#### SHORT TASK
Please collect and copy every line of the data below that contains the word "drawer". Case counts.

#### DATASET ROWS
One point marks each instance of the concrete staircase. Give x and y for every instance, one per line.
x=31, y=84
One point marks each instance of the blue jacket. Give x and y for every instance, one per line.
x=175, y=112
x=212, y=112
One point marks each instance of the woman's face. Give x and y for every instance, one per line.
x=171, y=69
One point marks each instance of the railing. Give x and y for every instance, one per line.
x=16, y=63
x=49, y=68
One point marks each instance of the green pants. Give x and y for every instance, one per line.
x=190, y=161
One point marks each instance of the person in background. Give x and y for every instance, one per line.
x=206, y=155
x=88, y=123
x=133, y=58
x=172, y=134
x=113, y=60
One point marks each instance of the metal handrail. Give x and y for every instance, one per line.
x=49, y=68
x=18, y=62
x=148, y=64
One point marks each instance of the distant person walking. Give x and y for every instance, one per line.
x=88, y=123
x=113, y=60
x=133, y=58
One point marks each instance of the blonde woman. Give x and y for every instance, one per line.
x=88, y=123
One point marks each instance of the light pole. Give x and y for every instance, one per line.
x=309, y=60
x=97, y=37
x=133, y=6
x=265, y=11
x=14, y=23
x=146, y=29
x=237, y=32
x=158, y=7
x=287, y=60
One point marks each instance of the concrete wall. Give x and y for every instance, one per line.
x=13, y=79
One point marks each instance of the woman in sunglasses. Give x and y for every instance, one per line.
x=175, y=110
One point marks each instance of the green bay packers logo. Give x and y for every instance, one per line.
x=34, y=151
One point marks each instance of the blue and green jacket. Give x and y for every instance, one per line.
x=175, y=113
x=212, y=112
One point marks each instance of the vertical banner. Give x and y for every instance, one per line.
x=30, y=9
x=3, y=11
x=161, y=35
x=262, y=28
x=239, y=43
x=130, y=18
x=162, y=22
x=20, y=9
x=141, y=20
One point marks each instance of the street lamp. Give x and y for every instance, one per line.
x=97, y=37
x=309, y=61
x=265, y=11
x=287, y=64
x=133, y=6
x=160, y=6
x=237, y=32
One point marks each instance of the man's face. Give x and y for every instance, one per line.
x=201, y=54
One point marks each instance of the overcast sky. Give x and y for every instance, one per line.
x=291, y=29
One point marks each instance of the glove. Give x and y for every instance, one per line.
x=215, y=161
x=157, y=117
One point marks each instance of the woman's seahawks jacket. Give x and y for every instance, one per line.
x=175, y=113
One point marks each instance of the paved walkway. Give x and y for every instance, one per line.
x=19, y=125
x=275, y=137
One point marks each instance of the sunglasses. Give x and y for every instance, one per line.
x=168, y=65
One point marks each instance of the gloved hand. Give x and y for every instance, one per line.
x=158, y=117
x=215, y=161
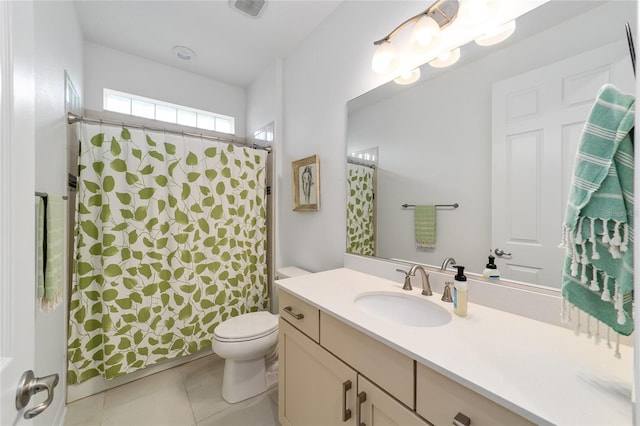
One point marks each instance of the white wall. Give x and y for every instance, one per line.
x=264, y=97
x=112, y=69
x=58, y=47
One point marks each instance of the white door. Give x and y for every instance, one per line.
x=17, y=212
x=537, y=122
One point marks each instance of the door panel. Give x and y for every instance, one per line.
x=17, y=209
x=537, y=122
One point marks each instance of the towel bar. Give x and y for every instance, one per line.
x=452, y=206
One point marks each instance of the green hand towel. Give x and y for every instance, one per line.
x=425, y=218
x=598, y=227
x=51, y=248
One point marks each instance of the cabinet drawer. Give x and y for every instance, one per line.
x=300, y=314
x=384, y=366
x=439, y=399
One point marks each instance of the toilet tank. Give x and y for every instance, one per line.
x=281, y=274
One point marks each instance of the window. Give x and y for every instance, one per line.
x=138, y=106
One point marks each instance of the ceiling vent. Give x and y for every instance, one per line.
x=250, y=7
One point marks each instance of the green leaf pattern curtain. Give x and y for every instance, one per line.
x=360, y=212
x=170, y=241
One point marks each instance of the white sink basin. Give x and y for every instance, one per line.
x=403, y=309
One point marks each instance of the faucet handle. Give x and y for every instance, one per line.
x=426, y=286
x=407, y=279
x=446, y=294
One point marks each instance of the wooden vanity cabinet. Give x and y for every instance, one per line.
x=315, y=388
x=377, y=408
x=440, y=399
x=332, y=374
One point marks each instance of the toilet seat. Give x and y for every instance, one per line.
x=250, y=326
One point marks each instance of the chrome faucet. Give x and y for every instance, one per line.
x=424, y=278
x=448, y=261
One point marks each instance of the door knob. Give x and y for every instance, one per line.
x=30, y=385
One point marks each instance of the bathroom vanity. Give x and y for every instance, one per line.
x=342, y=363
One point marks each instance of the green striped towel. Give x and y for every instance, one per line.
x=598, y=228
x=50, y=251
x=425, y=218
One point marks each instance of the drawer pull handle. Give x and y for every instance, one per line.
x=461, y=420
x=346, y=413
x=289, y=310
x=362, y=397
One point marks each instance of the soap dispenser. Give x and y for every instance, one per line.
x=491, y=270
x=460, y=292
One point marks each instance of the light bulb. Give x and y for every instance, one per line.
x=408, y=77
x=446, y=59
x=426, y=31
x=385, y=58
x=497, y=35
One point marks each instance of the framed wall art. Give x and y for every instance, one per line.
x=306, y=184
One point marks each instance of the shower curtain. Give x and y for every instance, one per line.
x=170, y=241
x=360, y=210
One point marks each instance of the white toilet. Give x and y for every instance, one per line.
x=249, y=345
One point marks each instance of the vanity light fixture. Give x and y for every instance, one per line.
x=425, y=35
x=482, y=20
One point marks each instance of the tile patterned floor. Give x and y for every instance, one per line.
x=187, y=395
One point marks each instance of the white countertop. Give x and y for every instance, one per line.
x=543, y=372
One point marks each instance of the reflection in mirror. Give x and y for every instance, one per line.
x=453, y=137
x=361, y=203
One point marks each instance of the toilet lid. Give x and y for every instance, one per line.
x=247, y=326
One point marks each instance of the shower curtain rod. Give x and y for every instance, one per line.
x=360, y=163
x=45, y=195
x=74, y=118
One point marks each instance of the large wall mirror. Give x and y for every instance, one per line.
x=485, y=134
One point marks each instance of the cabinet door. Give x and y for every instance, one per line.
x=315, y=388
x=376, y=408
x=440, y=399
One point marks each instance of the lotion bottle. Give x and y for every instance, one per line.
x=460, y=292
x=491, y=270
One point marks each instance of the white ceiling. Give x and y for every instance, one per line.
x=230, y=46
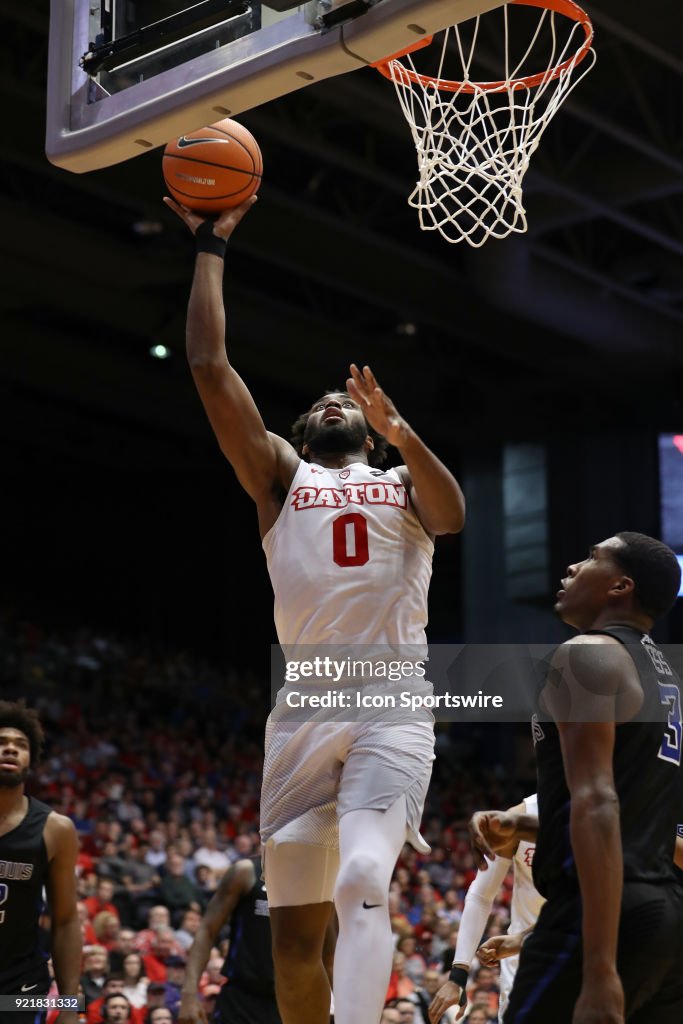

#### SOLUTION TO THIS EXERCISE
One point marks each instance of the cabinet drawer. Give x and y for every instance, one per line.
One point marks each instance of the drawer pull handle. Give x and y for every instance, one per line.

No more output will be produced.